▶ [Stated exercise]: Extract all of the text lines from the data below, copying each one word for word. Leave the pictures out of your answer.
________________
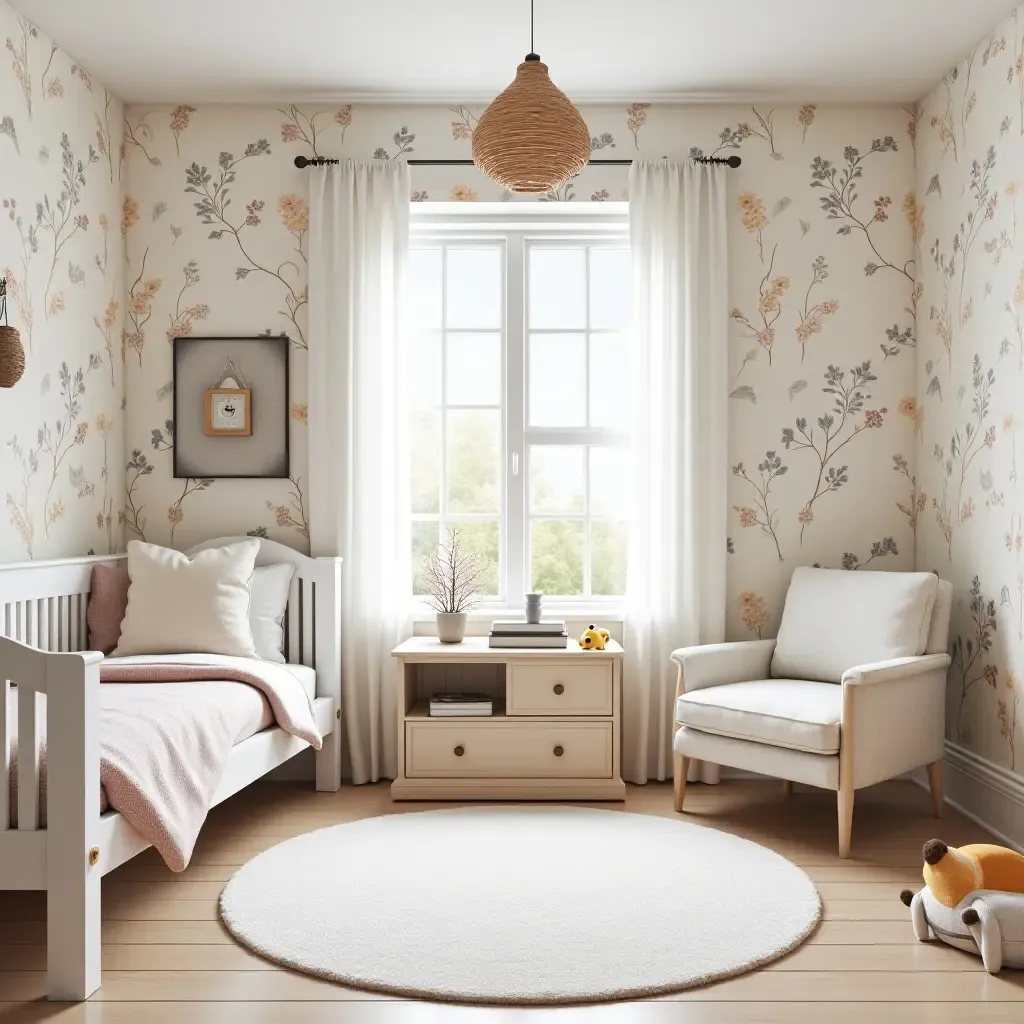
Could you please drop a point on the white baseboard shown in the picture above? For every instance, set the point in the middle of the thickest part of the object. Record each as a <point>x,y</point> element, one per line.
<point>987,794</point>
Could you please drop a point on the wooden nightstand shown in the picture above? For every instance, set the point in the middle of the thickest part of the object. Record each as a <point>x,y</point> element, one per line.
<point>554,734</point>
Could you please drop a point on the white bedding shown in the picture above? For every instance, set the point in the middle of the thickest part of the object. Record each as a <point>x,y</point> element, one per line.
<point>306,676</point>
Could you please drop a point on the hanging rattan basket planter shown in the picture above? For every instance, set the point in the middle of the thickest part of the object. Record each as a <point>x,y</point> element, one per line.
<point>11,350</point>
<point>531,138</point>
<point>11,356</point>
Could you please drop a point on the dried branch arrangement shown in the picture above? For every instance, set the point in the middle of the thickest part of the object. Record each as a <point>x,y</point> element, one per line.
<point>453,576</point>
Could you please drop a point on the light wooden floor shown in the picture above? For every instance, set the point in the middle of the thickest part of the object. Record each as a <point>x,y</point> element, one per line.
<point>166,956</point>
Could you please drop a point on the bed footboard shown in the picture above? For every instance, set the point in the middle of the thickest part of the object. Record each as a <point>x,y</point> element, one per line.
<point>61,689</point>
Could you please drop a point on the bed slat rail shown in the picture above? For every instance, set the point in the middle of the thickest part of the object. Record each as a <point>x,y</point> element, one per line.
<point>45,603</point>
________________
▶ [Answer to this problem]:
Could you please drop a point on the white baseboard shown in the picture above? For every instance, set the point in the middle of the thickest part of the object. Record each as a <point>x,y</point> element, one per line.
<point>987,794</point>
Could you please drop a point on the wooden nightstand shown in the picture above? For every instance, set the point in the middle of the thickest part of the object. Record each as a <point>x,y</point> element, one per line.
<point>554,734</point>
Could you please drop a point on the white bedding shown in the picture above? For every instance, set the point in the middle of the thickest part of the object. Record each as a <point>x,y</point> element, one per line.
<point>306,676</point>
Could you please drop a point on the hanging rattan basket planter shown in the picture above? For every instance, set the point in the middle of the thickest part of the object. Record each as a <point>x,y</point> element, one per line.
<point>11,350</point>
<point>531,138</point>
<point>11,356</point>
Could you please drop a point on the dried branch arrangement shown in the picture above? For every instance, set the point in the middle of the thickest part of the object. Record each as a <point>x,y</point> element, one per line.
<point>453,576</point>
Could you please drop a point on the light wooden floor shown in the picture above? For every instance, set the point in the middle of the thickest part of the object. Record each as a <point>x,y</point> element, one per line.
<point>166,956</point>
Could you please drop a point on the bed footboard shown in the picture above? For every instance, set the point in the middle of the thickest part of the object. Record each as a <point>x,y</point> element, one per line.
<point>61,689</point>
Could you please drop a point on the bed slat rail shown in the picture above? For every instance, set the point in the middle of the thickest part of the object. Record each as a <point>x,y</point> element, one per line.
<point>45,603</point>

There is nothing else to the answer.